- **What you will do**
1. Answer these questions from the passage on wine communication, one line each:
(a) In which city was the "Fine Minds 4 Fine Wines" conference held?
(b) Who attended that conference along with the writer?
(c) Which book by the writer is now released in English?
2. In the passage on wine communication, find the sentences that begin "We need to" and list every action they name.
3. Write the next paragraph of the passage on wine communication, picking up after its final sentence.

- **Reading text**
::::::

July being a calm season, I am spending my time writing and it has really made me turn my attention to the whos, whys, whens, hows and whats of the wine business, especially the way we communicate about wine.

This, you may think, should come easily to a wine author who finds the art of writing easy and fun. Perhaps too easily sometimes since we risk sticking in a rut and communicating in the “same old, same old”.   A few events in the last few weeks made me question the art of wine speak.  The first was the “Fine Minds 4 Fine Wines” conference, a Think Tank for the great and the good of the wine trade tasked at looking to the future of our business that I attended, along with Steven Spurrier, in Bordeaux.  I was struck by the boldness and the brashness of the young Americans presenting papers, who had a completely new outlook about the wine industry.  Tasting notes and scores out of 100 are so yesterday; words such as acidity, tannin, bitterness are turn offs.  We should avoid too much vino babble and instead let our readers know the name of the winemaker’s dog.  That is far more of a turn on. 

We should be looking at the diversity that shapes the global wine world be it ethnic, gender or generation.  We need to create a place of belonging, we need to be more visual, we need to tell stories.  We need to adapt our messages to the younger generation.   I am relieved to hear that this doesn’t mean that wine books such as my “Great Wine Families” (now released in English) are no longer relevant.  On the contrary, they tell stories, they link the generations and affirm our heritage.

::::::

- **Raw data**
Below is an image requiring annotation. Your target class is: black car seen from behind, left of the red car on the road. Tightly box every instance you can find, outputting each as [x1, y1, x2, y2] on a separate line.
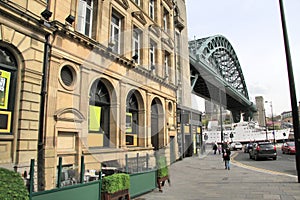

::::::

- **Set of answers**
1.
(a) Bordeaux
(b) Steven Spurrier
(c) "Great Wine Families"

2.
- Create a place of belonging
- Be more visual
- Tell stories
- Adapt our messages to the younger generation

3.
To get a more modern look at what drives the young millennials (many of whom I hope read this blog) I took a look at two of the most successful shows on the global scene as examples; both are firmly rooted in a narrative. 

First, the American musical Hamilton which recounts the rise and fall of the most brilliant founding father.  We know the story from the beginning, but it is in the recounting of the story, the beautiful tapestry of character, action and emotion which brings historical facts to life.  Secondly, Tomorrowland, the fantastic festival of electronic music held in Belgium each year that has become a global sensation.  Jacques and I went last Saturday and we were embraced and saluted in the crowd for our presence; certainly, we were some of the few grey heads amongst a sea of beautiful, international youth!  The main stage was a library, set up with books with a strong storyline running through the festival.  We loved the energy; the nations united, flags held high, Israel next to Korea, Australia next to Russia, Singapore next to Argentina but especially we loved the power and beauty of this tomorrow.

Both these events, Hamilton and Tomorrowland, were made possible by today’s technology.  But technology was absolutely not the story.  The story was about quality, about persistence and authenticity and simplicity.  It was about story telling; a story well told that gave its readers or its listeners a sense of belonging to a community.   That is the power of Tomorrowland, Hamilton and we hope that this is the power of the community that we are forming around our wine selection at Thienpont. 

Our website has exceeded our expectations both in traffic and in sales.   This gives us the incentive to carry on communicating in as clear and as authentic a way as we can (I am currently hard at work on a new Burgundy guide while Amandine is working on the next catalogue).  And we promise that we will try as much as possible in the future to get away from stuffy tasting notes and bring you the stories behind the wines.

© Fiona Morrison M.W.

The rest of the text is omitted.